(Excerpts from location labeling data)

************

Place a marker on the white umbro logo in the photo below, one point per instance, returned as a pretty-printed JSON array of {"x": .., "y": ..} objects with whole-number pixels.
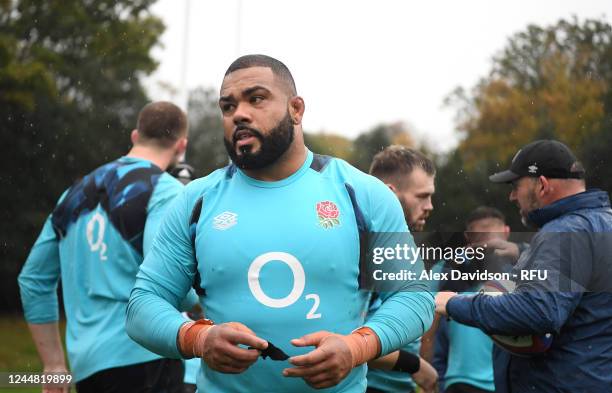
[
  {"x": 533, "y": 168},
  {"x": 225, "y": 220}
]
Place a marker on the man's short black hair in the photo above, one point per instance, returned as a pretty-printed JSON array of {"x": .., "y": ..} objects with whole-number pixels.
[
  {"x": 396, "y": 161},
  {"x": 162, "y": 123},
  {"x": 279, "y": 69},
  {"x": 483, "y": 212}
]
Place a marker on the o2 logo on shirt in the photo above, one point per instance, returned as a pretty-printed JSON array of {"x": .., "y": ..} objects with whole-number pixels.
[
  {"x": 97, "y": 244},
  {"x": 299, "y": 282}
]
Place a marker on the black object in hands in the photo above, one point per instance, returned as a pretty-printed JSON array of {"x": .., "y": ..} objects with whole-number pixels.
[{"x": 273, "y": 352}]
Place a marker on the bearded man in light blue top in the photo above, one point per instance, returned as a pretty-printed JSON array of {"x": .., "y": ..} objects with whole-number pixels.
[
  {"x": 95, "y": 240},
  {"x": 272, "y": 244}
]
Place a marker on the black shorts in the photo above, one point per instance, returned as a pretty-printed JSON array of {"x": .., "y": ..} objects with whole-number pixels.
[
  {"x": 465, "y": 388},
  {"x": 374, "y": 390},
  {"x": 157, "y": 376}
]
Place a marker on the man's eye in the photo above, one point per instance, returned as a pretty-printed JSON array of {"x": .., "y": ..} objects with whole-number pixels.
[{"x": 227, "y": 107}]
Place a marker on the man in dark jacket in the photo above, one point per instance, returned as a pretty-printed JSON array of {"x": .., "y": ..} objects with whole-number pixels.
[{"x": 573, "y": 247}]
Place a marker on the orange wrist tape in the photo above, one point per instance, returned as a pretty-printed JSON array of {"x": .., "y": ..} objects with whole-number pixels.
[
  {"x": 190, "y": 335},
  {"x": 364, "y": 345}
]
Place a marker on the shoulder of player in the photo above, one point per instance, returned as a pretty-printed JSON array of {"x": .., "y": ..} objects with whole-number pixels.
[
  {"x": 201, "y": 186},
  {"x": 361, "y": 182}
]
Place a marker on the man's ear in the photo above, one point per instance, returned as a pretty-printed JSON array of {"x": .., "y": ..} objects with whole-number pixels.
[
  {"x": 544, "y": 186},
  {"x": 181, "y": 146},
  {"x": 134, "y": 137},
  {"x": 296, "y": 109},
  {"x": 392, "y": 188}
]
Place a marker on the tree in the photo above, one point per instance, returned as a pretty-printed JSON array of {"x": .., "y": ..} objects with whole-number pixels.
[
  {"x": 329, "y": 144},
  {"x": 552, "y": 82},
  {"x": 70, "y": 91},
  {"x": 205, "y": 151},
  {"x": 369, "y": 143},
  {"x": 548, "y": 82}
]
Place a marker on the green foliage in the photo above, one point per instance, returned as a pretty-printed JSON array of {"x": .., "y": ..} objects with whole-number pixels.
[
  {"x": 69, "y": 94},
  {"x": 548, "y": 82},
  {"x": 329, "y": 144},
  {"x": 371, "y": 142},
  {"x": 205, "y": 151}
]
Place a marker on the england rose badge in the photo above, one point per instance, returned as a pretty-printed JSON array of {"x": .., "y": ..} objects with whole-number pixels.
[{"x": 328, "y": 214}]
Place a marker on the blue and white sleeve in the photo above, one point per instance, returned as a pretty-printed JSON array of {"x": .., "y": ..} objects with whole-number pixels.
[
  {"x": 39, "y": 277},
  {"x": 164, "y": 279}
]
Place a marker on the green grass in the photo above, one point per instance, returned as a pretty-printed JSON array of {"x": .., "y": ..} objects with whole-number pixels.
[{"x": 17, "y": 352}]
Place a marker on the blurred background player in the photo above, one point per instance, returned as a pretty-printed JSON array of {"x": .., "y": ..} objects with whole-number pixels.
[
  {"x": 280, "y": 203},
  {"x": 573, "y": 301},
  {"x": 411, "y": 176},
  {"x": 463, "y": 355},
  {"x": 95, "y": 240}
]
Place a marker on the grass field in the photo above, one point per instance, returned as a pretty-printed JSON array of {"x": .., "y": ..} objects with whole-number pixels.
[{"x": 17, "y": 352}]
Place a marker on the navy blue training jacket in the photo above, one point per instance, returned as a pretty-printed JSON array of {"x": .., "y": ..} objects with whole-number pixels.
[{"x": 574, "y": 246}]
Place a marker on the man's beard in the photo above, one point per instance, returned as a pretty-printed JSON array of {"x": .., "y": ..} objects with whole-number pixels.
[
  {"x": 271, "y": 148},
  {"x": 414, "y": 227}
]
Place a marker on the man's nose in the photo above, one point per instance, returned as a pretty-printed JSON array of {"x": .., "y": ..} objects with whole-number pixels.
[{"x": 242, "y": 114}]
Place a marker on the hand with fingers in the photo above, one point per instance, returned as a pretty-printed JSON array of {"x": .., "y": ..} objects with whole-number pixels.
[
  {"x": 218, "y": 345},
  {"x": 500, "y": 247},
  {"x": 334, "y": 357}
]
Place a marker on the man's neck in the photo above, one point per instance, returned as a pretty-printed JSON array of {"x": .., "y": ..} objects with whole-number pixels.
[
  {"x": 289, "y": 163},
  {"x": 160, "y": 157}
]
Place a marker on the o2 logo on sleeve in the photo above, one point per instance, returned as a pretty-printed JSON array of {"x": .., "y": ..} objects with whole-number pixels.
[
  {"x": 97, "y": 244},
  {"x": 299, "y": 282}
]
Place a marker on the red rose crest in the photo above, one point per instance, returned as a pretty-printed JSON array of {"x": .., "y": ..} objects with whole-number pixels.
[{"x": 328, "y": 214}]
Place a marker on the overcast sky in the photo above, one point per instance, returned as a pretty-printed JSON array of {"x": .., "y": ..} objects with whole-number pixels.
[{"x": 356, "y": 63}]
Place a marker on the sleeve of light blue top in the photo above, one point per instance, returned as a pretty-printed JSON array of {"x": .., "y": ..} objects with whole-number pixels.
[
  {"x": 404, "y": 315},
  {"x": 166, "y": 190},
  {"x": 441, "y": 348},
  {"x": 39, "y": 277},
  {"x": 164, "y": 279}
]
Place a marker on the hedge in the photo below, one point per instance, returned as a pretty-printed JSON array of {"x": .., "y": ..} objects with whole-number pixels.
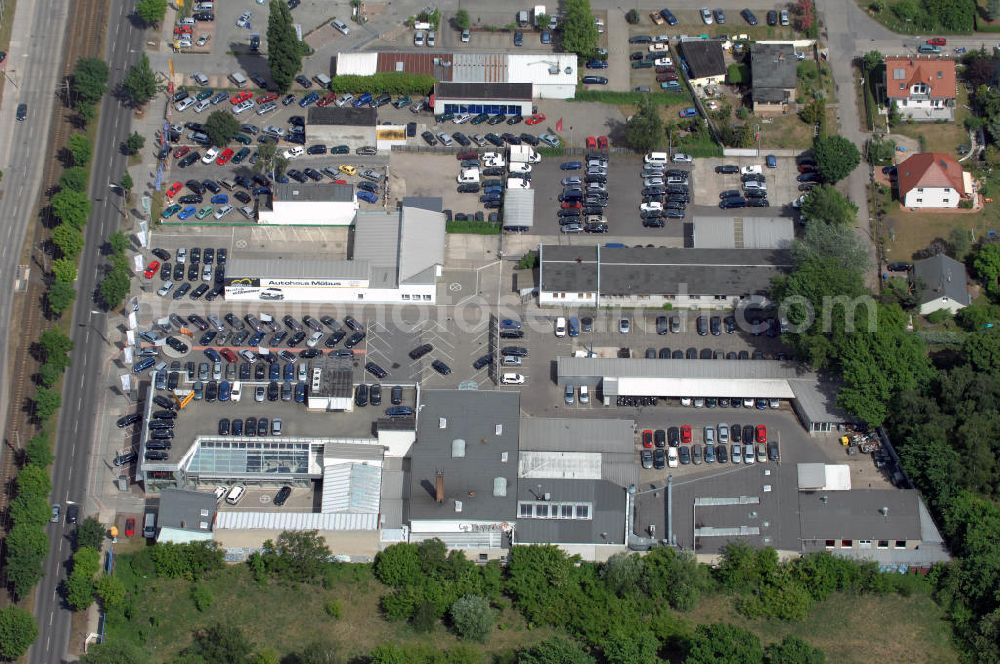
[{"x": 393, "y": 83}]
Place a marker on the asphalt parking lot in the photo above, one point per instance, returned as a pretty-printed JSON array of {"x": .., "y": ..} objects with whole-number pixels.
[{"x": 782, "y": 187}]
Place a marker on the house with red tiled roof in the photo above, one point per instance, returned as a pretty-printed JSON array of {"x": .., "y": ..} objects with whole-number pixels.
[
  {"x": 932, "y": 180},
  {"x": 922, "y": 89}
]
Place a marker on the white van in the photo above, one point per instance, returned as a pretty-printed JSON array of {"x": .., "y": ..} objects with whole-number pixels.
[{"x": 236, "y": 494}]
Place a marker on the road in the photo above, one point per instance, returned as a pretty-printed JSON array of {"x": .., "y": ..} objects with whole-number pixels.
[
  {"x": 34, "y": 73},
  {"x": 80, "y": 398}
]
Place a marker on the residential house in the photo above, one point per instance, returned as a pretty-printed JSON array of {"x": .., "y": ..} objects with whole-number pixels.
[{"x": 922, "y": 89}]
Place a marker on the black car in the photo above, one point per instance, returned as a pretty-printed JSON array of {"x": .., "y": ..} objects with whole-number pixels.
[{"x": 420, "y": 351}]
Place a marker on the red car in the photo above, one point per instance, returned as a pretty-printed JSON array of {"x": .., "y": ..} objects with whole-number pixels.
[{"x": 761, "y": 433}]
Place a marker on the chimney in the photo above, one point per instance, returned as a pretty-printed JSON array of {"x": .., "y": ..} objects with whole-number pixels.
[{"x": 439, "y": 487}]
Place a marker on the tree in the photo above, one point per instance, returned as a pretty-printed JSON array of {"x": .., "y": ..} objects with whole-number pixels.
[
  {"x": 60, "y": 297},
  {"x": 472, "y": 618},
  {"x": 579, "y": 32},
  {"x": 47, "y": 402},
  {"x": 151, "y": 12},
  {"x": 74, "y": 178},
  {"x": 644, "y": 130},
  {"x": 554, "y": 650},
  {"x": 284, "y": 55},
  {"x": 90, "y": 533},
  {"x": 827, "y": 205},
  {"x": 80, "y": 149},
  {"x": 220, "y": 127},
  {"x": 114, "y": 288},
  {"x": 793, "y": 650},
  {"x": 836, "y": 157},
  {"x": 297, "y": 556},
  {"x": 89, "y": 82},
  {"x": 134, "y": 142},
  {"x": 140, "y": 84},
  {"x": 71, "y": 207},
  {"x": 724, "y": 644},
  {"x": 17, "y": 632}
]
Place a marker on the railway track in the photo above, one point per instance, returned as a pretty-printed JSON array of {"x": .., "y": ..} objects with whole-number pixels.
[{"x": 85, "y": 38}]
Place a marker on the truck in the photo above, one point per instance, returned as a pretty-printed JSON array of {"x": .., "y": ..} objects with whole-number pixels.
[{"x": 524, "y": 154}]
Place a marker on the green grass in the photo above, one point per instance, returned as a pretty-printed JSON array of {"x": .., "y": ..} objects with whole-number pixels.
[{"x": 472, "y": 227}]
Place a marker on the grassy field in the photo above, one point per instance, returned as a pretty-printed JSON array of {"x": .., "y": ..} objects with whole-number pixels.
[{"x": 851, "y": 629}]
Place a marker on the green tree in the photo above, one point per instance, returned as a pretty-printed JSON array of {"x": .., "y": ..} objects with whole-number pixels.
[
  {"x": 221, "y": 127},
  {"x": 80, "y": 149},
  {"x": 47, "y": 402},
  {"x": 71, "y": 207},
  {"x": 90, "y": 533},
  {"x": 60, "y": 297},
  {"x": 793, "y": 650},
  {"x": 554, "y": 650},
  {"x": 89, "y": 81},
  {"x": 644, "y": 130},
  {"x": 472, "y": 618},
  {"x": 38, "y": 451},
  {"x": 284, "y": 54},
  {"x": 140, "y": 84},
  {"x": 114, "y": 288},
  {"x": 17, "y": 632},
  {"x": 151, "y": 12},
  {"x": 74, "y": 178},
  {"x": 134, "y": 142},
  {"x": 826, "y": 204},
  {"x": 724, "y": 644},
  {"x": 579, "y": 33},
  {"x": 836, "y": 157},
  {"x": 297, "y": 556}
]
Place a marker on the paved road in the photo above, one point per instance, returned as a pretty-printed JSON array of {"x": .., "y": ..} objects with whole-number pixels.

************

▶ The problem:
Give only the number of lines in the entries that contain the string "black", with case counting.

▶ Solution to this problem:
4